**Text for analysis:**
I love the puppies more than life itself. They bring so much love and happiness into my life. There is more laughter and cuddles and smiles and playtime and kisses than I’ve had in years. Each and every one of them is unique with their own preciously perfect personality. They are a blessing. I don’t regret for a second the choice to bring Tess home or keep her knowing she was expecting thirteen puppies. They are joy and sunshine incarnate. 

The struggle is real. 

I cried in the rain on Sunday morning. Utterly defeated. I plead with thirteen itty-bitty puppies with tears streaming down my face trying to keep a smile in my voice asking them to be still for just two seconds. Of course, they didn’t listen. I was trying to bring them inside after they ate breakfast, when it started to rain suddenly. They’re so big, I can only carry four in a laundry basket up the stairs at a time without the risk of dropping their wiggly, squirming bodies. I had woken up at 4:45 when Tess nudged me awake to walk down the hall with her to check on her babies. They were content in a clean pen. I was up an hour later to thirteen puppies howling, covered in poop, with their sheets looking like Jackson Pollock showed up with a puppy poop inspiration. It was warm enough outside, I let them out into the backyard as the sun came up with their mama. It took me two hours to clean the sheets, pick up the puppy pads, sanitize, and re-set up. By 8:15 in the morning, I had gotten two and a half hours of sleep (not at once), cleaned, fed, and cried trying to not step on one, keep them out of the rain, and get them back into their upstairs room without waking up Amanda and her husband. 

Sunday was a bad day, but it is also the norm. 

All jokes aside, it really is a good thing they’re cute. If they were ugly demon-spawn, I don’t know if it would be worth it. 

Most nights, I get three hours of sleep, non-consecutive. If they don’t wake me up, Tess does. She may be their mama, but I’m her mama. Less than two months ago, she was living on the streets, pregnant, and alone. She doesn’t want to be alone anymore. She wants company wherever she goes, and she’s tired from nursing and taking care of thirteen puppies. I don’t blame her. She’s young and has had a really tough life; I’m her person now. I am running on empty. I am exhausted. Dylan can’t help because he’s at the apartment with Beau. Amanda and Andrew help, but they’ve already opened up their home to us; it’s not their responsibility.

**Records:**

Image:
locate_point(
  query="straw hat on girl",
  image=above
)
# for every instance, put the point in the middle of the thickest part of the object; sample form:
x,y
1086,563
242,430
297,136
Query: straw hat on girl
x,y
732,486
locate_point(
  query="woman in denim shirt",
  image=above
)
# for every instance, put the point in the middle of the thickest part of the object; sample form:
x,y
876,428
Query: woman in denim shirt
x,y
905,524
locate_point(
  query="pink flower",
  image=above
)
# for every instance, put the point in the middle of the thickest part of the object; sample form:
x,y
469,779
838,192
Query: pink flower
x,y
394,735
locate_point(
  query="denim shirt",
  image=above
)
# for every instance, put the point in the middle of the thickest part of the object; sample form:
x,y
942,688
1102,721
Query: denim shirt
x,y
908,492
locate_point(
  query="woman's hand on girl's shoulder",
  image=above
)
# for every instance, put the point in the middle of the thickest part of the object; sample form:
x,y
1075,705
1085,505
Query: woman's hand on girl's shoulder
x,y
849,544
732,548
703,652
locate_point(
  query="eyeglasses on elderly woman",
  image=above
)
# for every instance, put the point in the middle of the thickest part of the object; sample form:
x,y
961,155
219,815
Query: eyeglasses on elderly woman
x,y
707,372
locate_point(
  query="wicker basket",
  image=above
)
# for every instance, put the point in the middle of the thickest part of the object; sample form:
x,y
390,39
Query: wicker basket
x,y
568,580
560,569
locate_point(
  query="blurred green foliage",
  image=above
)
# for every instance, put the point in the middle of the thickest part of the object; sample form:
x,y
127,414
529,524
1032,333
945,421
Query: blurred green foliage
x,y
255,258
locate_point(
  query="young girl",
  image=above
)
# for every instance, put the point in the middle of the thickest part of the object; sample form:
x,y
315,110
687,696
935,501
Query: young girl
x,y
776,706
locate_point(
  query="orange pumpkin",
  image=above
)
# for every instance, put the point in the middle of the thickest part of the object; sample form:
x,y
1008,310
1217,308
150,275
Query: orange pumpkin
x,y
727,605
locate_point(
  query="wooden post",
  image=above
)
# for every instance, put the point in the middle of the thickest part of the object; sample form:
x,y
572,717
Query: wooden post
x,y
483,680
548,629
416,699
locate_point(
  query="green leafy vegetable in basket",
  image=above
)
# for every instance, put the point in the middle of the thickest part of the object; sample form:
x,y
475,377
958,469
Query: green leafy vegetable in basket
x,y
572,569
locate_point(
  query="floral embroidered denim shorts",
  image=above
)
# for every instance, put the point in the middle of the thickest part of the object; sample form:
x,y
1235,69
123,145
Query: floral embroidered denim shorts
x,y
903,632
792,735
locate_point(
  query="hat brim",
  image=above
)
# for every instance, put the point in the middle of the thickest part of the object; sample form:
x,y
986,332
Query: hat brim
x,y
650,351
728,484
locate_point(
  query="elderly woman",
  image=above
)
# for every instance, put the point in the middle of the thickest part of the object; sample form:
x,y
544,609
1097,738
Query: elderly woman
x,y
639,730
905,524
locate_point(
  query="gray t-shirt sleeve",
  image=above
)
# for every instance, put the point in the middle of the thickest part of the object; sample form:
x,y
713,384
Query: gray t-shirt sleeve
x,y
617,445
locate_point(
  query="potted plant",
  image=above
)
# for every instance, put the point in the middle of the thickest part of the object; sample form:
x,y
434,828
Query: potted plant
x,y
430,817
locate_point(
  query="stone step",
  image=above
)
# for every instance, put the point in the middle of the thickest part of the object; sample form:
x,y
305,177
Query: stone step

**What is being asked:** In the text about Tess and her puppies, how many puppies can the writer carry up the stairs at one time in a laundry basket?

**Solution to this task:** Four.